>> Start Records for this exercise
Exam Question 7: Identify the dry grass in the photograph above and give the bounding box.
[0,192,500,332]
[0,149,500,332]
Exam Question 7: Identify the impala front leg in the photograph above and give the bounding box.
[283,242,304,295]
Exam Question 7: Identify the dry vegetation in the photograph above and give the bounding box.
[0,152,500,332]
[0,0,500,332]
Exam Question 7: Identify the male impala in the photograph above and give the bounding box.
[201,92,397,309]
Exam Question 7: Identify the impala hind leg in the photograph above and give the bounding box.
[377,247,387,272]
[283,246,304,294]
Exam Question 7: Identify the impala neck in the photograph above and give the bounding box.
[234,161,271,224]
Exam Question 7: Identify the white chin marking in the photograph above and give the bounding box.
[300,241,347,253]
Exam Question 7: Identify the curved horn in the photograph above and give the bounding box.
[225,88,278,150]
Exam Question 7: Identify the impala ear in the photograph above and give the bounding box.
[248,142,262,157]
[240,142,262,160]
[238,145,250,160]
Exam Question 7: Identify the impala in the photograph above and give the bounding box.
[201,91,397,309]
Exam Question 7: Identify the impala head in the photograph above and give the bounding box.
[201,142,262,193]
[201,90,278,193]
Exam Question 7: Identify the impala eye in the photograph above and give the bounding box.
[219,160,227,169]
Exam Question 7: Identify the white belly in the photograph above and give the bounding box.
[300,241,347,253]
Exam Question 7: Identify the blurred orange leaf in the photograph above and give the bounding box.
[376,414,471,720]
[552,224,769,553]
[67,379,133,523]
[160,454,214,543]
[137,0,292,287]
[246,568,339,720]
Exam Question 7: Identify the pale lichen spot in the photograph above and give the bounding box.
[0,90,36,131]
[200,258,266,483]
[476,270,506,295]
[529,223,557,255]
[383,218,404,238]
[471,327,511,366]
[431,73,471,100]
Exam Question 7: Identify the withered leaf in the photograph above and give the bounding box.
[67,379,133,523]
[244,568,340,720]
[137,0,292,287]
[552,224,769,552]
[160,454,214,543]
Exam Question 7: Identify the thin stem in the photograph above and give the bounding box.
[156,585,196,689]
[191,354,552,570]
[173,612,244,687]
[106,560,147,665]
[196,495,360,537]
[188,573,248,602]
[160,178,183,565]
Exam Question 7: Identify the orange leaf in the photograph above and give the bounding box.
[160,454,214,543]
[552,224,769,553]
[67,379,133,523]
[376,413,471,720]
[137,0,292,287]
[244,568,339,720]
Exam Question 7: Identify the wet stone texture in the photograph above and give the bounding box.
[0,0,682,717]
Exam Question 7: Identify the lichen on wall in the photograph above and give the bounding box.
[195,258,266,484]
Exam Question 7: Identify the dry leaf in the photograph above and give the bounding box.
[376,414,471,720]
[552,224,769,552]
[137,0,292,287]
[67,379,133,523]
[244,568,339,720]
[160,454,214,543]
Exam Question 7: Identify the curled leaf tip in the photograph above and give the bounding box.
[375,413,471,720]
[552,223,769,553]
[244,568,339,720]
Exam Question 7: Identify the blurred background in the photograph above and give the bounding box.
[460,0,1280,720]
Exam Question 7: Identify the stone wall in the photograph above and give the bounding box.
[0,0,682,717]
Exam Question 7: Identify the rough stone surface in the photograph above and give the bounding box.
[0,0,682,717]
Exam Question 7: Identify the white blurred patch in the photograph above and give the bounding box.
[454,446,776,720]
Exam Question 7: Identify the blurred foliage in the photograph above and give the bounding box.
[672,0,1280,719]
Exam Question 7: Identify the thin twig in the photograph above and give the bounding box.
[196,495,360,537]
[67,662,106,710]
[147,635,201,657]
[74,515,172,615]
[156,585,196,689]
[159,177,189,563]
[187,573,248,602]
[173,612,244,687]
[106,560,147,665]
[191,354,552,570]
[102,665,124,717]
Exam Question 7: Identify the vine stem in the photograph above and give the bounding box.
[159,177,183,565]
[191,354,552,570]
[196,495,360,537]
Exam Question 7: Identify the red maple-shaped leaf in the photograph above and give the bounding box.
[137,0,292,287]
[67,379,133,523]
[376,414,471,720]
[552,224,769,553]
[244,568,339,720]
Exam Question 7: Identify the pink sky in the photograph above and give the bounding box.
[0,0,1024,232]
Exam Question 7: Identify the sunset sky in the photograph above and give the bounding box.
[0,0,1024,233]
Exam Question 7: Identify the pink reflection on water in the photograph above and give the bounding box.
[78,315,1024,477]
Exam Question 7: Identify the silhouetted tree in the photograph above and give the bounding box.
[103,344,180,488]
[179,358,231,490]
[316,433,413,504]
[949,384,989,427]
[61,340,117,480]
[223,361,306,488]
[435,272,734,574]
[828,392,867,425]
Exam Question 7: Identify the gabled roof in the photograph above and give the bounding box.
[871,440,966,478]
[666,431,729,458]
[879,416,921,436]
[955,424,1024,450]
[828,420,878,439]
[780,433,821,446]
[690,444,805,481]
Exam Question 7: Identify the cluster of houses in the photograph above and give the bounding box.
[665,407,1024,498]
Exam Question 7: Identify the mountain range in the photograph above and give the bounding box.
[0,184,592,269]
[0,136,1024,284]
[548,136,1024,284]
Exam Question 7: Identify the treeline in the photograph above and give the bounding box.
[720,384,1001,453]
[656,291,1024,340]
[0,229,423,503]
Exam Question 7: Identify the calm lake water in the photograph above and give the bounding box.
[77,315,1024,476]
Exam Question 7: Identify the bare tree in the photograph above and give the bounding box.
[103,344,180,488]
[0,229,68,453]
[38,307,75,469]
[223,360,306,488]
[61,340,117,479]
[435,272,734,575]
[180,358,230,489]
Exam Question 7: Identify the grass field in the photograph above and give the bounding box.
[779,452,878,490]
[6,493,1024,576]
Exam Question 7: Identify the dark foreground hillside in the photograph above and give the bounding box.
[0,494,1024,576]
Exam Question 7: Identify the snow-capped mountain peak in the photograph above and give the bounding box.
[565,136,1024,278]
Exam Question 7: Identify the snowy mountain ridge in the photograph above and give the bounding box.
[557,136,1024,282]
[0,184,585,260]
>> End Records for this exercise
__Aim__
Switch "front leg" to "foreleg" in the listing from its first line through the line that contains "[283,242,304,295]", and write those lines out again with nothing else changed.

__Result of this task__
Exam Question 7: Identify the dry grass in the photograph above and give the bounding box.
[0,192,500,332]
[0,149,500,332]
Exam Question 7: Identify the impala foreleg in the photograph above and give the bounding box.
[283,242,304,295]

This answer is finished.